Текст:
--------------------------------

Мне приходилось общаться с бойцами, прибывшими в республику на отпуск, как у них дома, так и в кафе. Там их разговорить не так-то просто, дома они не очень хотят рассказывать про СВО. А вот тут, на поле боя, где то и дело доносится грохот взрывов, а в воздухе витает запах гари, воин чувствует себя на своем месте, на посту, и откровенно рассказывает о своей работе, делится сокровенными мыслями. Именно по этой причине я и отправляюсь в такие поездки.
Двадцать четвертого февраля, когда началась специальная военная операция, Султан находился дома. Выступление Путина слушал по радио. Он ждал этого дня, так как всегда следил за новостями и допускал возможность подобного развития событий.

--------------------------------

Материал для обработки:
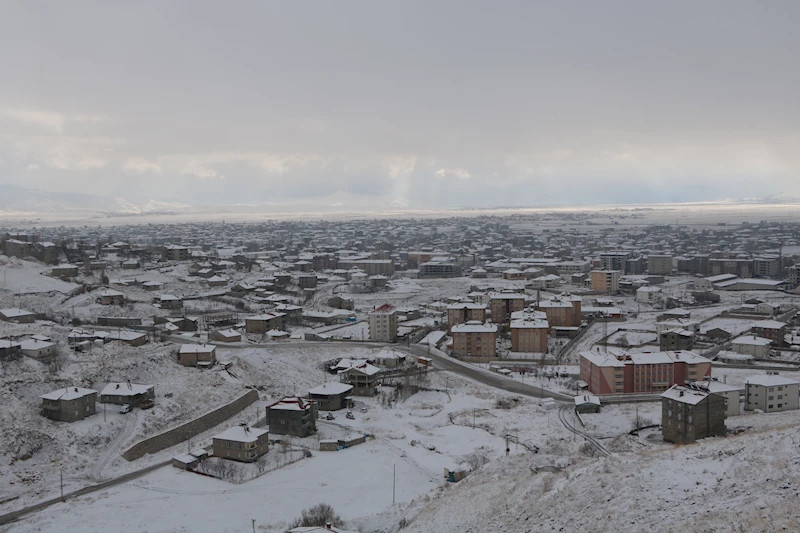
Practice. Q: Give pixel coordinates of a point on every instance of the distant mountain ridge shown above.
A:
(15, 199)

--------------------------------

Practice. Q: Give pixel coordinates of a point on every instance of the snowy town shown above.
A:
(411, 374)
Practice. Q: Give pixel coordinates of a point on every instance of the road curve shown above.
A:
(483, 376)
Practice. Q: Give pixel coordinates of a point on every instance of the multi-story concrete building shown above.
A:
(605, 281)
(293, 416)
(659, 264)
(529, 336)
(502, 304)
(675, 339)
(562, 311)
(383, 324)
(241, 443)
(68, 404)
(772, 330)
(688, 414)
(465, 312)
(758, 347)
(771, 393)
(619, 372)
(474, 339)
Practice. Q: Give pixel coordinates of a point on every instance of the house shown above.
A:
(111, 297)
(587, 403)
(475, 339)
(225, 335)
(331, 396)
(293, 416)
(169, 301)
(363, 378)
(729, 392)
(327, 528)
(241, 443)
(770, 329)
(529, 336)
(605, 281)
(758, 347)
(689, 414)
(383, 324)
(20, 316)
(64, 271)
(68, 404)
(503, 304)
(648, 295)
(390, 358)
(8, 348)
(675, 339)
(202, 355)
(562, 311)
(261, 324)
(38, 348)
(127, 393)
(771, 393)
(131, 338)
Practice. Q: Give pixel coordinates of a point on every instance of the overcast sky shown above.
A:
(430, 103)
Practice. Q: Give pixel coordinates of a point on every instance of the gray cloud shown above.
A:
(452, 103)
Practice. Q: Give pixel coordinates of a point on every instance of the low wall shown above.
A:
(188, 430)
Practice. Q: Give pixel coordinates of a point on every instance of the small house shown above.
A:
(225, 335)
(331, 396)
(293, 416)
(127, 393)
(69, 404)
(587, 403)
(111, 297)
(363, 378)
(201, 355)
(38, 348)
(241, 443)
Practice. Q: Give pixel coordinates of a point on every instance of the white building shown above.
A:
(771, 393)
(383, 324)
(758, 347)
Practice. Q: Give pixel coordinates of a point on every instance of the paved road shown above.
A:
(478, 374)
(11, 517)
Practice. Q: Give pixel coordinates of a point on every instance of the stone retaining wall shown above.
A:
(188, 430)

--------------------------------

Задания:
a) Выпишите дословно фрагмент текста о бойцах СВО от слов «Мне приходилось общаться» до слов «в такие поездки.» включительно.
b) Назовите, сколько строк в записях содержат строку «point» с учетом регистра. В ответе дайте только число.

Выполненные задания:
a)
Мне приходилось общаться с бойцами, прибывшими в республику на отпуск, как у них дома, так и в кафе. Там их разговорить не так-то просто, дома они не очень хотят рассказывать про СВО. А вот тут, на поле боя, где то и дело доносится грохот взрывов, а в воздухе витает запах гари, воин чувствует себя на своем месте, на посту, и откровенно рассказывает о своей работе, делится сокровенными мыслями. Именно по этой причине я и отправляюсь в такие поездки.

b) 12